Brief - Reproduce the blog post about naming children in published articles word for word, from start to finish.

Document section -
Wednesday, March 20, 2013

Six

When I've written about parental overshare, my focus has been on published articles and memoirs written by the parents themselves. It's only there that you get the mix of writerly ambition and irreproachability. A parent cares, and has his kid's best interests at heart. So if he's written a memoir about his kid's most private moments, this is not the airing of dirty laundry. It's an act of courage. And so on. I've made this argument enough times (since 2008! this post gets a "persistent motifs" tag) that I'm not going to repeat it any further.

What I haven't looked at so much (some, but not much) is the question of articles written about real-life children, articles that name names, but where the author is a journalist not related to the subject. My feeling is, was, that these are a different animal. We don't assume the journalist has the same intimate knowledge of the child's worst moments, nor that the journalist is trying to show off her own parenting skills. No preexisting trust has been violated, and if, years down the line, the kid resents the journalist, this does not also destroy the kid's relationship with his parents. There's something really specific, as I see it, about what happens when the "journalist" is the parent.

But it's still bad form to forever lock a child's identity with information in an article the child can't have possibly consented to, and if there's any way to use pseudonyms and leave photos of the child out of it, why not? This came up recently, when a NYT story on a transgender six-year-old inspired controversy enough to get the paper's public and national editors involved. And... the case for making the child super-identifiable wasn't so strong. That this kid's story had appeared elsewhere doesn't mean the paper doesn't get to make its own decision whether or not to further publicize, or to what degree. According to the public editor, Margaret Sullivan, "parental approval, along with the child’s own willingness, should rule the day." I've emphasized, because the child in question here is for goodness sake six years old. What, in the world at large, can a child that young consent to? What can a child that young possibly have thought through in terms of repercussions of an article in the New York Times? How is this even a question? Six!

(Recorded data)
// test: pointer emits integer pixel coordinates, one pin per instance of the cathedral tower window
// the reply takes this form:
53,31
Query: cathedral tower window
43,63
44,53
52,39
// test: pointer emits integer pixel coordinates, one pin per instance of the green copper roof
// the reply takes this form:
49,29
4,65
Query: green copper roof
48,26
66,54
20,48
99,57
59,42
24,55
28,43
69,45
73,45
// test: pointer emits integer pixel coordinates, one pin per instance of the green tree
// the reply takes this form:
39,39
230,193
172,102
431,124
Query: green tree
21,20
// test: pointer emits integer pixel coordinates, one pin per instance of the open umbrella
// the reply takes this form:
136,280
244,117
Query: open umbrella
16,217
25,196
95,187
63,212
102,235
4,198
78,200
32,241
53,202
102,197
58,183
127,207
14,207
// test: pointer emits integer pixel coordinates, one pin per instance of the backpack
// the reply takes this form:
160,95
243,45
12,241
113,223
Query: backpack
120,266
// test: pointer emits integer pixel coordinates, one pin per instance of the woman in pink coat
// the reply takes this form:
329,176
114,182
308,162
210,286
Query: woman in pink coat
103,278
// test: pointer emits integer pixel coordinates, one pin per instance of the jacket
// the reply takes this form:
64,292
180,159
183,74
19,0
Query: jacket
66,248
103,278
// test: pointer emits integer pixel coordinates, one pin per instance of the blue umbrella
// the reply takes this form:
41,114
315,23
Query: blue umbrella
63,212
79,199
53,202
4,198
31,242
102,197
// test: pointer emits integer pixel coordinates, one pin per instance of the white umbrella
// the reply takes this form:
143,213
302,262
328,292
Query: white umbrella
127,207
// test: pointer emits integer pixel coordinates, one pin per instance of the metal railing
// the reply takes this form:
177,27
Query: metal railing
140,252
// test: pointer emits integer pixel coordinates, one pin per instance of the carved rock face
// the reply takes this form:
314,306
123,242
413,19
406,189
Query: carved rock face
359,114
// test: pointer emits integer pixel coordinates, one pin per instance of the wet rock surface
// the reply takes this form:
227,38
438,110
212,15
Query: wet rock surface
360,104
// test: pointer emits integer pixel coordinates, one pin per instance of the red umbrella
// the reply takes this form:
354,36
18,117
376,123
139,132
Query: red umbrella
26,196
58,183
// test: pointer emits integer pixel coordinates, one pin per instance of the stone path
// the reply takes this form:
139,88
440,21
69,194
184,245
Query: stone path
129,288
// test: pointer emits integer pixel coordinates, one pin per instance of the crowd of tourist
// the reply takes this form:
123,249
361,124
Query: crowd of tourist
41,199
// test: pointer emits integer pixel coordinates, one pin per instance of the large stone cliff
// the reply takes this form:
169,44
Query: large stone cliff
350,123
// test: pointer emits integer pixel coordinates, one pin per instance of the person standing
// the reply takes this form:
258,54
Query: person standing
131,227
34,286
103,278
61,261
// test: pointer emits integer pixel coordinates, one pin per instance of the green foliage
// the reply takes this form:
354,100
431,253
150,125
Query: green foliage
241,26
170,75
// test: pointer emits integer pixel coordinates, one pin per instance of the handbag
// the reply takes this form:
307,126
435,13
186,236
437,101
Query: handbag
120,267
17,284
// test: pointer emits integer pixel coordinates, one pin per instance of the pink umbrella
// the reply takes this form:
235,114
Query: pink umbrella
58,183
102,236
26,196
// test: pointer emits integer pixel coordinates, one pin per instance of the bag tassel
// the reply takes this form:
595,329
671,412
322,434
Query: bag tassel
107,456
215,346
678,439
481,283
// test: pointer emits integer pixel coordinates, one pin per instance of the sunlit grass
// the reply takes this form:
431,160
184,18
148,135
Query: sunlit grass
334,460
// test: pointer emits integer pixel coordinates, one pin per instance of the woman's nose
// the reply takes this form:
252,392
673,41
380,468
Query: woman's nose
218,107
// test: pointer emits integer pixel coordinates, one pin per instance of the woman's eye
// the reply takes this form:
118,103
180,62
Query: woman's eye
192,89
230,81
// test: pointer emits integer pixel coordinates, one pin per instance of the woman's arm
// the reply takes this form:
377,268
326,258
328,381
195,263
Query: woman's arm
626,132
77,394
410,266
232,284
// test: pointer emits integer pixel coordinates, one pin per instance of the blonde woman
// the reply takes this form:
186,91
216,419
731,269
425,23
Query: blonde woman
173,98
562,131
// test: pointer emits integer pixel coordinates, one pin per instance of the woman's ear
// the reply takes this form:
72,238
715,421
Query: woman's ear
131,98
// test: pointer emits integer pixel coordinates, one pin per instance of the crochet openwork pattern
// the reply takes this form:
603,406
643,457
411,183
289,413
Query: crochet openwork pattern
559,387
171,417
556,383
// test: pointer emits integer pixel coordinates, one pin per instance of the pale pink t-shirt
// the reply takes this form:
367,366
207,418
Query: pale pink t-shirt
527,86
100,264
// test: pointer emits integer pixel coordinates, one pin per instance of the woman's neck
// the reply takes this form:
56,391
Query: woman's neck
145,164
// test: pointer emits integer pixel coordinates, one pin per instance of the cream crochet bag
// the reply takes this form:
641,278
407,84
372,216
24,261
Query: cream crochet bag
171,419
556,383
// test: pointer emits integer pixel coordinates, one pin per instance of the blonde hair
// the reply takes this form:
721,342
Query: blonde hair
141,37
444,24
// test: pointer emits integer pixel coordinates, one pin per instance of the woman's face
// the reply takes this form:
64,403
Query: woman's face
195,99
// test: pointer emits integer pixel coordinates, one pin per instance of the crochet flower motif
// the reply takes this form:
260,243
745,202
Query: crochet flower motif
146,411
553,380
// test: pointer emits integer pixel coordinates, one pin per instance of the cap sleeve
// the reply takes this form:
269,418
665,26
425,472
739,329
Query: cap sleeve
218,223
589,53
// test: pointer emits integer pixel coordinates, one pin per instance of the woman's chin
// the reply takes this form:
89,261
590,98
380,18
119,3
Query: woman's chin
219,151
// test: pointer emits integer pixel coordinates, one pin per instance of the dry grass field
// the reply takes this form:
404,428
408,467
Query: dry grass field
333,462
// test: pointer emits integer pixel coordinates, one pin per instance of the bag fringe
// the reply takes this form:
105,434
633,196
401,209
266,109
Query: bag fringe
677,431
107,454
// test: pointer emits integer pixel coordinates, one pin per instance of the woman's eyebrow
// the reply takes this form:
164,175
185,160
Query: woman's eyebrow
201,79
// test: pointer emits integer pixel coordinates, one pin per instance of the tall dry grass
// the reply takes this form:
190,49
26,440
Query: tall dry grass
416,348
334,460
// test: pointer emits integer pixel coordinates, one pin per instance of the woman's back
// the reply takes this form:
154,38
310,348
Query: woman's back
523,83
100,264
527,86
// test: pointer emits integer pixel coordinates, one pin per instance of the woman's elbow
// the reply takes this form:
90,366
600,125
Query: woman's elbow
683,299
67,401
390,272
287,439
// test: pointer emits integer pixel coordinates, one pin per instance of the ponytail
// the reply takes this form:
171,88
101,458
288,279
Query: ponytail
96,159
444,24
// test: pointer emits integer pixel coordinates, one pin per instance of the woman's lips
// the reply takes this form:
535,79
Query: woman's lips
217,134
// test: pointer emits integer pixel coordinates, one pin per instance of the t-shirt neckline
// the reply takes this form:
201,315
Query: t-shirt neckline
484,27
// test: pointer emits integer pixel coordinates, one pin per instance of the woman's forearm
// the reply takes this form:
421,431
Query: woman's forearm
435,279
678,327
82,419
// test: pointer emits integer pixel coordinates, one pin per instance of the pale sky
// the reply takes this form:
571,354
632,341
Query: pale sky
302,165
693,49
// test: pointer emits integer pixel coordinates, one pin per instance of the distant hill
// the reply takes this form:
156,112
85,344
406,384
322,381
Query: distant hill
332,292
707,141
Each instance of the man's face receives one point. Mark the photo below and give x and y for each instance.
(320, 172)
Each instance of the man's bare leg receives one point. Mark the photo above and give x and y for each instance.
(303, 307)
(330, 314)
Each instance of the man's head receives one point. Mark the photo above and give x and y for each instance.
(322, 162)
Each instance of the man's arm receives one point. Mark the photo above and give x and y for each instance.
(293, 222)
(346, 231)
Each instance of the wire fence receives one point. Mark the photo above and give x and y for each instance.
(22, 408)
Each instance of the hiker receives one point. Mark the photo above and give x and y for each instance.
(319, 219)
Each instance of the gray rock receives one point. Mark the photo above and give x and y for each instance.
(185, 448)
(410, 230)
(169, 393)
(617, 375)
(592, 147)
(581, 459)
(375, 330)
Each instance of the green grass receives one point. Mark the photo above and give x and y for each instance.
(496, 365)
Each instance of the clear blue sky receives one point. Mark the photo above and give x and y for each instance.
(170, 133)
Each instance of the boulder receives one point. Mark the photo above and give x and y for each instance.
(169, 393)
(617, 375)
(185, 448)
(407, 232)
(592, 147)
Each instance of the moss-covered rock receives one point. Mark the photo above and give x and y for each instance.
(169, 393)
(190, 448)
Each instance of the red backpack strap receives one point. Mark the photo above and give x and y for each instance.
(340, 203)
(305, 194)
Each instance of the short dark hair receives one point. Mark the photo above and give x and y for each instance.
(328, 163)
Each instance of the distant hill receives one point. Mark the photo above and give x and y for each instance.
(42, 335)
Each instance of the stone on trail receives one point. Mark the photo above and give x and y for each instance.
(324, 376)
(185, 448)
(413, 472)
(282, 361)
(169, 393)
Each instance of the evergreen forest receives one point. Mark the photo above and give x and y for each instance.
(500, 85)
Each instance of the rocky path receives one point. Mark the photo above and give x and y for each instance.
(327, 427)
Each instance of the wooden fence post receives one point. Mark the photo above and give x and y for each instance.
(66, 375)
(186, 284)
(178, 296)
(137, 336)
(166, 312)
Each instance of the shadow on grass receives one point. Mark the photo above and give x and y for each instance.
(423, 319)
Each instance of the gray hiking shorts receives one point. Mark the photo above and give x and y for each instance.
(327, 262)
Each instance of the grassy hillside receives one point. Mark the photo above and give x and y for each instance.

Expected answer -
Wednesday, March 20, 2013

Six

When I've written about parental overshare, my focus has been on published articles and memoirs written by the parents themselves. It's only there that you get the mix of writerly ambition and irreproachability. A parent cares, and has his kid's best interests at heart. So if he's written a memoir about his kid's most private moments, this is not the airing of dirty laundry. It's an act of courage. And so on. I've made this argument enough times (since 2008! this post gets a "persistent motifs" tag) that I'm not going to repeat it any further.

What I haven't looked at so much (some, but not much) is the question of articles written about real-life children, articles that name names, but where the author is a journalist not related to the subject. My feeling is, was, that these are a different animal. We don't assume the journalist has the same intimate knowledge of the child's worst moments, nor that the journalist is trying to show off her own parenting skills. No preexisting trust has been violated, and if, years down the line, the kid resents the journalist, this does not also destroy the kid's relationship with his parents. There's something really specific, as I see it, about what happens when the "journalist" is the parent.

But it's still bad form to forever lock a child's identity with information in an article the child can't have possibly consented to, and if there's any way to use pseudonyms and leave photos of the child out of it, why not? This came up recently, when a NYT story on a transgender six-year-old inspired controversy enough to get the paper's public and national editors involved. And... the case for making the child super-identifiable wasn't so strong. That this kid's story had appeared elsewhere doesn't mean the paper doesn't get to make its own decision whether or not to further publicize, or to what degree. According to the public editor, Margaret Sullivan, "parental approval, along with the child’s own willingness, should rule the day." I've emphasized, because the child in question here is for goodness sake six years old. What, in the world at large, can a child that young consent to? What can a child that young possibly have thought through in terms of repercussions of an article in the New York Times? How is this even a question? Six!